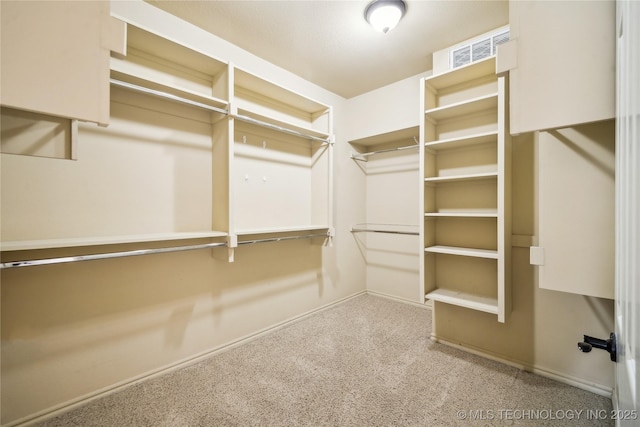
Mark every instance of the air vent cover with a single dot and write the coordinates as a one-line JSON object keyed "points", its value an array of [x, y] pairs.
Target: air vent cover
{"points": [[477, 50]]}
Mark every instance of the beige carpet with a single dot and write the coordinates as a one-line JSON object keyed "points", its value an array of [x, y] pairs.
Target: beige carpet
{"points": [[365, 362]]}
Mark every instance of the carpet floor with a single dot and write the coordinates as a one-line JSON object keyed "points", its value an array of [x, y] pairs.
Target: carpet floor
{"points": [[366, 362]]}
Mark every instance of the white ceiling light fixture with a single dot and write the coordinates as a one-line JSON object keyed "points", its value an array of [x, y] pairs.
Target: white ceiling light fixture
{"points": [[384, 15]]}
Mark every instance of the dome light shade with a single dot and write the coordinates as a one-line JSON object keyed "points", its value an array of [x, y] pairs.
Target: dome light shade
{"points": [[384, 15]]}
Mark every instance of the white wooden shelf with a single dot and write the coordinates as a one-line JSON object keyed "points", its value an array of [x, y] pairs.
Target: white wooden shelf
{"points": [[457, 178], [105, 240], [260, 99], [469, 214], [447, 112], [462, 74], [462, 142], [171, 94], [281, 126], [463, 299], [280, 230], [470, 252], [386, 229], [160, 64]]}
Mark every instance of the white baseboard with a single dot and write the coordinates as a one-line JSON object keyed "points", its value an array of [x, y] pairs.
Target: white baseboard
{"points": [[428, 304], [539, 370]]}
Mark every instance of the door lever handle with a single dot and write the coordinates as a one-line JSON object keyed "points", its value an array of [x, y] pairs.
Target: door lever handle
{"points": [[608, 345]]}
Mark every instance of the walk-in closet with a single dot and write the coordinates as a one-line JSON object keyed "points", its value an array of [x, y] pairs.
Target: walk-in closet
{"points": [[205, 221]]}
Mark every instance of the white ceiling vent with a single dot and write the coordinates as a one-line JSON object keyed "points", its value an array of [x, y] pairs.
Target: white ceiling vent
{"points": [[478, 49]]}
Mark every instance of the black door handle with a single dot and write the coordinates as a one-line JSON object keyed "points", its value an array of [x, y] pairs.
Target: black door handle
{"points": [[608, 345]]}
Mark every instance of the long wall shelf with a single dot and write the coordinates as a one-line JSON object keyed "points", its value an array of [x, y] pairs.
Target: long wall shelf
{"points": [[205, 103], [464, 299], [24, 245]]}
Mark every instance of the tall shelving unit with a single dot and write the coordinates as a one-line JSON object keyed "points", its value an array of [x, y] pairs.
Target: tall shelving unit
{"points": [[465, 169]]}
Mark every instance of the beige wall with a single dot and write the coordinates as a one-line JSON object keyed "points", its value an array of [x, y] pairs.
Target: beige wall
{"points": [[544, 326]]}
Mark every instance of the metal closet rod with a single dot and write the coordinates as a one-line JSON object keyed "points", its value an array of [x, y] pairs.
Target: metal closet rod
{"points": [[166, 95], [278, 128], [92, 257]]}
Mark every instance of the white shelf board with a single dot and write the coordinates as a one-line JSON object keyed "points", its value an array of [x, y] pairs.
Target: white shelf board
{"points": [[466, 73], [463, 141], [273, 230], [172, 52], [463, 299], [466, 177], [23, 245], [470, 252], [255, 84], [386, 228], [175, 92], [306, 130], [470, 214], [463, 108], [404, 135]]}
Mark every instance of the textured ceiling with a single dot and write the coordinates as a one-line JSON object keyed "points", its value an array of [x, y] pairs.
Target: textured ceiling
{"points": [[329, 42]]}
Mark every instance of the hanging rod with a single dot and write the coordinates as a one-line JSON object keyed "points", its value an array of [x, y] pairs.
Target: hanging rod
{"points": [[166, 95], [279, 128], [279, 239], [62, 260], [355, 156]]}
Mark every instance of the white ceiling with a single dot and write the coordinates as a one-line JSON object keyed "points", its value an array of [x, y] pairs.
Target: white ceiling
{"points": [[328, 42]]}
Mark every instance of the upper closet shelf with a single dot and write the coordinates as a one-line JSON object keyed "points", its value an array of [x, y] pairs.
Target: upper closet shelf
.....
• [What you need to do]
Could you set down, exactly as written, the lines above between the one holding "Mark every instance of the textured" and the one holding "Mark every instance of the hanging", inclusive, and nothing more?

• [Answer for the task]
Mark every instance of the textured ceiling with a single dot and write the coordinates as a one-line JSON object keyed "points", its value an array of [x, y] pairs.
Target: textured ceiling
{"points": [[329, 42]]}
Mark every instance of the hanging rod with a single dot and write the coordinates as a one-line JSON object keyed "points", its value an array of [x, y] pairs.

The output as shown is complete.